* [GIVEN REQUEST]: All records are to be retyped faithfully and completely.

— start —

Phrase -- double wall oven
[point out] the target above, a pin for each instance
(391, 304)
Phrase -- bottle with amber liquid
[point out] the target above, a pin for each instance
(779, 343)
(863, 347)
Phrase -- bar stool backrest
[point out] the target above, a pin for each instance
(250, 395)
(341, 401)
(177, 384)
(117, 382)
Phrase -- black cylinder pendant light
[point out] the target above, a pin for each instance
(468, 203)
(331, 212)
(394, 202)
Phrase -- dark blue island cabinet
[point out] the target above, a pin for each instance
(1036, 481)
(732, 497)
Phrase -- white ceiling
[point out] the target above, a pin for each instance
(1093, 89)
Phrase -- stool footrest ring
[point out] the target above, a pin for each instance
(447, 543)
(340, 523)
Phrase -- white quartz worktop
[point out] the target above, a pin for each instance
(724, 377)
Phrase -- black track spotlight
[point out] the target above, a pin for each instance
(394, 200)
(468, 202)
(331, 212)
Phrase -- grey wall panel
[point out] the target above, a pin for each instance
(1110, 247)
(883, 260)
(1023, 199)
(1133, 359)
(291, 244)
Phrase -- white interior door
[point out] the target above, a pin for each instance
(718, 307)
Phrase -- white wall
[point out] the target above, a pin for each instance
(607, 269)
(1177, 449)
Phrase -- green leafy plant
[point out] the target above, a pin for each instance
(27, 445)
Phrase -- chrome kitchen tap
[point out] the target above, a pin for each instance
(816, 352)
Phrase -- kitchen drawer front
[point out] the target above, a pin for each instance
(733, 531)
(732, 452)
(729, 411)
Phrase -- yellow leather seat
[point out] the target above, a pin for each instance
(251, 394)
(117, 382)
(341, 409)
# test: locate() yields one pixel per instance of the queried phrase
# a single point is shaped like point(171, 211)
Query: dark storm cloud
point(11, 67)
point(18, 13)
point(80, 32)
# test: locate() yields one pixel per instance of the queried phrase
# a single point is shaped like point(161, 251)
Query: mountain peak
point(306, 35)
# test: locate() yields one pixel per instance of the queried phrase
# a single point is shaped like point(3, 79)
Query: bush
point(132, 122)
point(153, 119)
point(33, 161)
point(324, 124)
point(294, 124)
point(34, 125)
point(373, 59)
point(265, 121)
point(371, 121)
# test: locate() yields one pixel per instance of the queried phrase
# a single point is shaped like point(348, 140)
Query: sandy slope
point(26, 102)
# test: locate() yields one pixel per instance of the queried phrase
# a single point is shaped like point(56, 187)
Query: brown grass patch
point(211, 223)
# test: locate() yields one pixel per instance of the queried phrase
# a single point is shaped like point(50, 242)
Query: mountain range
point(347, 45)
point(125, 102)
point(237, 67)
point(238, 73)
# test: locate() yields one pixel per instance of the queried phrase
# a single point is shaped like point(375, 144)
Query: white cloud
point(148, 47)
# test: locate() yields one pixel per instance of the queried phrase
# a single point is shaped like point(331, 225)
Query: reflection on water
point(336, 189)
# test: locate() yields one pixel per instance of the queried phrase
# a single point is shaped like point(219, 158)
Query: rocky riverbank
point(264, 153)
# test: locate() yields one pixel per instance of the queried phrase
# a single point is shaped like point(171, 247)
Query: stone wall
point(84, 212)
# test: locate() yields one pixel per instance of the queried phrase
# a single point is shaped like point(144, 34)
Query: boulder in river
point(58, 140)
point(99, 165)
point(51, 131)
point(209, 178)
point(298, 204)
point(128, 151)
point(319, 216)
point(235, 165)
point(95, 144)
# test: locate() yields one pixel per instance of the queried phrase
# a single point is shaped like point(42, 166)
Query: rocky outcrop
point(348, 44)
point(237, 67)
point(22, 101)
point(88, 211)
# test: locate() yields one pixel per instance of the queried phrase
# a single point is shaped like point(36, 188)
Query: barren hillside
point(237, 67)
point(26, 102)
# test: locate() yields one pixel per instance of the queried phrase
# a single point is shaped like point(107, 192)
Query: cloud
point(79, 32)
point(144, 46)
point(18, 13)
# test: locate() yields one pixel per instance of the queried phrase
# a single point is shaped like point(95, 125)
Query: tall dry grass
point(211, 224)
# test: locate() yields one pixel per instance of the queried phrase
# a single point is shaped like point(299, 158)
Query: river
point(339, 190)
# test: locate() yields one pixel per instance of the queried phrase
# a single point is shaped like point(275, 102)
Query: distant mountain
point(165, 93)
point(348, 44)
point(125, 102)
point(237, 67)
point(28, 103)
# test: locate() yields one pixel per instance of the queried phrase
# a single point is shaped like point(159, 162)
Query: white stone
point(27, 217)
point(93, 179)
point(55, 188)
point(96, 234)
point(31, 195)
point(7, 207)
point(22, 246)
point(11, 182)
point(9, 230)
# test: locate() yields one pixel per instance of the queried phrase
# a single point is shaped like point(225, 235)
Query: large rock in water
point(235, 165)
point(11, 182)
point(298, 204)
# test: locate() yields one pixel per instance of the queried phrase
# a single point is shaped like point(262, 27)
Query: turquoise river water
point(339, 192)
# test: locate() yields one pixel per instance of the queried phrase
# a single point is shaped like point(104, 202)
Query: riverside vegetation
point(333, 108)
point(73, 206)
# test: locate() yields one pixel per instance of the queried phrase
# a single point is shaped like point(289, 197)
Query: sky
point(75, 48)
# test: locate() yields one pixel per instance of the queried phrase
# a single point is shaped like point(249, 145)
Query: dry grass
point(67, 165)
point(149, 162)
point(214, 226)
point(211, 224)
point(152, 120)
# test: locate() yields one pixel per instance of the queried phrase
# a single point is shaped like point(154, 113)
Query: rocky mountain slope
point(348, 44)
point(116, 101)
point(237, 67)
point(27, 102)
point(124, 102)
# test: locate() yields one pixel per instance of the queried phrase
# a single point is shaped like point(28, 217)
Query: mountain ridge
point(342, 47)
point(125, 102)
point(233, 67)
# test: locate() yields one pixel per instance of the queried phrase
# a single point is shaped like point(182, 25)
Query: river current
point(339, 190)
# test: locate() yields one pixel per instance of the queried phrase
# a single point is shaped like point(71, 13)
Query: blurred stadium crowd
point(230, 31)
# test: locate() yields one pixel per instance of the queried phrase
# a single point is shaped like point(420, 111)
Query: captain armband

— end —

* [EXERCISE RESPONSE]:
Phrase -- double wall oven
[point out] the target above, a pin for each instance
(391, 304)
Phrase -- bottle with amber liquid
[point out] the target above, a pin for each instance
(779, 343)
(863, 347)
Phrase -- bar stool backrest
[point out] the target above, a pin for each instance
(250, 395)
(341, 401)
(177, 384)
(117, 382)
Phrase -- black cylinder pendant light
[point out] the target above, a pin for each instance
(468, 203)
(331, 212)
(394, 202)
Phrase -- dark blue island cabinet
[point out] the target above, a pin for each instance
(1036, 481)
(732, 497)
Phrase -- white ceiling
[point out] the target above, a pin for each instance
(1093, 89)
Phrase -- stool footrest ring
[point out] the target above, a pin for each instance
(447, 543)
(340, 523)
Phrase -- white quartz worktop
[point out] the target above, a pin for each instance
(724, 377)
Phrase -- black track spotlight
[point out] the target above, a pin for each instance
(394, 200)
(468, 202)
(331, 212)
Phrase -- grey wall panel
[point out] the target above, a pin for each instance
(1110, 247)
(883, 260)
(1023, 199)
(1133, 359)
(291, 244)
Phrase -- white interior door
[point out] the target above, a pin for each instance
(718, 307)
Phrase -- white wall
[point out] the target above, a pin for each instance
(607, 269)
(1177, 449)
Phrase -- green leafy plant
[point out] the target above, a pin for each instance
(27, 445)
Phrase -- chrome kitchen tap
[point out] the target above, a pin for each instance
(816, 352)
Phrase -- kitchen drawer front
[point out] the target above, a pin for each instance
(733, 531)
(732, 452)
(729, 411)
Phrase -- yellow leather seat
[point out] the target above, a pin for each instance
(251, 394)
(117, 382)
(341, 409)
# test: locate() yields one pixel per instance of the queried phrase
# a single point is shaped like point(171, 211)
Query: dark storm cloud
point(11, 67)
point(18, 13)
point(80, 32)
# test: locate() yields one pixel per instance of the queried phrase
# a single point is shaped like point(161, 251)
Query: mountain peak
point(306, 35)
# test: locate() yields one pixel per instance of the queried phrase
# a single point is shaped like point(3, 79)
Query: bush
point(132, 122)
point(153, 119)
point(33, 161)
point(324, 124)
point(294, 124)
point(34, 125)
point(373, 59)
point(265, 121)
point(371, 121)
# test: locate() yields one pixel per instance of the queried phrase
# a single point is shaped like point(348, 140)
Query: sandy slope
point(26, 102)
# test: locate() yields one pixel per instance of the queried phrase
# a single point is shaped like point(56, 187)
Query: brown grass patch
point(211, 223)
# test: locate() yields one pixel per instance of the queried phrase
# a single point is shaped like point(50, 242)
Query: mountain range
point(347, 45)
point(125, 102)
point(237, 67)
point(238, 73)
# test: locate() yields one pixel per instance of the queried phrase
# a single point is shaped like point(375, 144)
Query: white cloud
point(148, 47)
# test: locate() yields one pixel per instance of the queried phrase
# a single point is shaped like point(331, 225)
Query: reflection on water
point(336, 189)
# test: locate() yields one pixel per instance of the queried phrase
# a single point is shaped like point(219, 158)
Query: rocky riverbank
point(264, 153)
# test: locate() yields one pixel per instance of the queried phrase
# a single point is shaped like point(171, 247)
Query: stone wall
point(84, 212)
# test: locate() yields one pixel per instance of the queried phrase
# a single point is shaped like point(144, 34)
Query: boulder in river
point(58, 140)
point(99, 165)
point(51, 131)
point(209, 178)
point(298, 204)
point(128, 151)
point(319, 216)
point(235, 165)
point(95, 144)
# test: locate() yields one pixel per instance of the queried phrase
# a single point is shaped like point(42, 166)
Query: rocky outcrop
point(348, 44)
point(237, 67)
point(22, 101)
point(88, 211)
# test: locate() yields one pixel per instance of the queried phrase
# a single point is shaped like point(36, 188)
Query: barren hillside
point(237, 67)
point(26, 102)
# test: locate() yields one pixel per instance of the queried phrase
# a single point is shaped like point(107, 192)
Query: cloud
point(79, 32)
point(144, 46)
point(18, 13)
# test: locate() yields one pixel per instance of the queried phrase
# a single point is shaped like point(95, 125)
Query: tall dry grass
point(211, 224)
# test: locate() yields one pixel per instance of the queried phrase
# a single point is shaped like point(299, 158)
Query: river
point(339, 190)
# test: locate() yields one pixel per instance of the queried phrase
# a single point is shaped like point(275, 102)
Query: distant mountain
point(165, 93)
point(348, 44)
point(125, 102)
point(237, 67)
point(28, 103)
# test: locate() yields one pixel per instance of the queried phrase
# a single point is shaped like point(159, 162)
Query: white stone
point(27, 217)
point(93, 179)
point(55, 188)
point(96, 234)
point(31, 195)
point(7, 207)
point(22, 246)
point(11, 182)
point(9, 230)
# test: locate() yields one pixel per instance of the queried phrase
# a single point is shaped like point(225, 235)
Query: large rock in water
point(235, 165)
point(11, 182)
point(298, 204)
# test: locate() yields one pixel per instance of the queried phrase
# a single point is shaped like point(262, 27)
Query: turquoise river water
point(339, 192)
# test: locate() yields one pixel per instance of the queried phrase
# a single point is shaped like point(104, 202)
Query: riverside vegetation
point(333, 108)
point(73, 206)
# test: locate() yields one pixel per instance of the queried phrase
# a single point is shaped like point(289, 197)
Query: sky
point(75, 48)
# test: locate() yields one pixel per instance of the queried phrase
# a single point is shaped like point(249, 145)
Query: dry grass
point(67, 165)
point(149, 162)
point(214, 226)
point(211, 224)
point(152, 120)
# test: locate() yields one pixel per instance of the queried phrase
# a single point is shaped like point(154, 113)
Query: rocky mountain slope
point(348, 44)
point(116, 101)
point(237, 67)
point(27, 102)
point(124, 102)
# test: locate() yields one pixel per instance of the queried phrase
# a single point is shaped like point(28, 217)
Query: mountain ridge
point(342, 47)
point(125, 102)
point(233, 67)
# test: locate() yields one pixel per instance of the queried phrase
# a single point is shaped like point(182, 25)
Query: river current
point(339, 190)
# test: locate() yields one pixel per instance of the queried phrase
# a single point is shaped like point(71, 13)
Query: blurred stadium crowd
point(230, 31)
# test: locate() yields one pixel per instance of the queried phrase
# a single point is shaped like point(420, 111)
Query: captain armband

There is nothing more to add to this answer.